- TASK SET
A: Duplicate the part of the Mono mailing-list post from "Instead of replacing" to "(GLIB_SIZEOF_SIZE_T < 4 )".
B: Name every type that the Mono mailing-list post mentions.
C: Rewrite as a short list the paragraph of the Mono mailing-list post that opens with "To have your patch integrated".

- EXTRACTED TEXT
[Mono-dev] How To Convince Mono To Allocate Big Arrays

Rodrigo Kumpera kumpera at gmail.com
Wed May 7 22:50:57 EDT 2008


Hi Luis,

To have your patch integrated, some changes are needed. First, we want to
default to 32bits sized arrays on 64bits machines, so your changes must be
conditionally compiled. To help with that some changed to your patch are
due. Next are some comments about it:

Instead of replacing guint32 for gsize, it's better to create a new type,
let's say array_size_t. This would reduce conditional compilation to fewer
places.

 /* helper macros to check for overflow when calculating the size of arrays
*/
-#define MYGUINT32_MAX 4294967295U
+#if (GLIB_SIZEOF_SIZE_T < 4 )
+#define MYGUINT32_MAX 0xFFFFFFFFUL
+#define MYGUINT_MAX MYGUINT32_MAX

This #if seens bogus, don't you mean "if ((GLIB_SIZEOF_SIZE_T == 4 )" as
mono never supported 16bits machines.

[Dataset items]

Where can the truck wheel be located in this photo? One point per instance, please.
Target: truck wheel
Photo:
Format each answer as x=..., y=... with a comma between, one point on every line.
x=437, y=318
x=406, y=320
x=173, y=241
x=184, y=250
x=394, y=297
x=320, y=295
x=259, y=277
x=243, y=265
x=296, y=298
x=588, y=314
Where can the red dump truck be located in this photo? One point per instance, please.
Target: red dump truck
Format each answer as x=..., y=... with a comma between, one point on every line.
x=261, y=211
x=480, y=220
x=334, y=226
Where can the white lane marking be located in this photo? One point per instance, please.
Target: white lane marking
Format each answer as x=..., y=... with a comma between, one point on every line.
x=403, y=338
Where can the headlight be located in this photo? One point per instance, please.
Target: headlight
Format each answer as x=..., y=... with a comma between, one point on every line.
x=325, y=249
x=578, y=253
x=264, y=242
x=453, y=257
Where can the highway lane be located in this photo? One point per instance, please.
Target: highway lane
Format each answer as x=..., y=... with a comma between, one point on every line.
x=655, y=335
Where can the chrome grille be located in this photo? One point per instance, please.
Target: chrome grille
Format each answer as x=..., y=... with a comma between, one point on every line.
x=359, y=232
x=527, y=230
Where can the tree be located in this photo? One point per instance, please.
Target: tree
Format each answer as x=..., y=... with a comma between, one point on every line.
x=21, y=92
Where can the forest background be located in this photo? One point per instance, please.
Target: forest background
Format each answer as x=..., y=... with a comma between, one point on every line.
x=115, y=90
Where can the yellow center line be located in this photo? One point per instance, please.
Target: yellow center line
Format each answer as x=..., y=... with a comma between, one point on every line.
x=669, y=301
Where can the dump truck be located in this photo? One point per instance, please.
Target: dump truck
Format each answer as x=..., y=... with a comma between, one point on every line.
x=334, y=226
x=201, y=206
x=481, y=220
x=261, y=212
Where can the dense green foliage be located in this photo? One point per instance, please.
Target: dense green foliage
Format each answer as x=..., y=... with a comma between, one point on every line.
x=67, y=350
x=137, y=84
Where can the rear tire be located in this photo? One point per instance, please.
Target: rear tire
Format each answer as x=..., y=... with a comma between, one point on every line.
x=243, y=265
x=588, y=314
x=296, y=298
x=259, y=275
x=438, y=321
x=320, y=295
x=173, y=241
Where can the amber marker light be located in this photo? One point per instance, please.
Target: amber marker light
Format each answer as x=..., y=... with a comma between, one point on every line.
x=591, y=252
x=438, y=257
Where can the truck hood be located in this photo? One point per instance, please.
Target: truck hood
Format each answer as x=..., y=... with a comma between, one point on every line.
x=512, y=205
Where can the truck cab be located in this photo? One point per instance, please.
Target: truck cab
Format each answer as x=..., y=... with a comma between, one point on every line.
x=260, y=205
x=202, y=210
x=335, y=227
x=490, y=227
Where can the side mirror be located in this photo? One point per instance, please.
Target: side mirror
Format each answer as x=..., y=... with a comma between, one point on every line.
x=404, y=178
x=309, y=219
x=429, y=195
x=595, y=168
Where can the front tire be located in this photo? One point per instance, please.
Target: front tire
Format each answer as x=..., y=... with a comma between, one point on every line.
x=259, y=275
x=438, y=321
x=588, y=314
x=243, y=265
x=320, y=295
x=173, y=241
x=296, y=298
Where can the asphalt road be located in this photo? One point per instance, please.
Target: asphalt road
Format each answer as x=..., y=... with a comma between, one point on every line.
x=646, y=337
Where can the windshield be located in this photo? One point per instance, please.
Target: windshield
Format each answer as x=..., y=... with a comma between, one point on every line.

- ANSWERS PER TASK
A:
Instead of replacing guint32 for gsize, it's better to create a new type,
let's say array_size_t. This would reduce conditional compilation to fewer
places.

 /* helper macros to check for overflow when calculating the size of arrays
*/
-#define MYGUINT32_MAX 4294967295U
+#if (GLIB_SIZEOF_SIZE_T < 4 )

B: guint32, gsize, array_size_t

C:
- The patch needs changes before it can be integrated.
- On 64-bit machines, arrays should default to 32-bit sizes, so the changes must be conditionally compiled.
- Some changes to the patch are due to support this, and comments on it follow.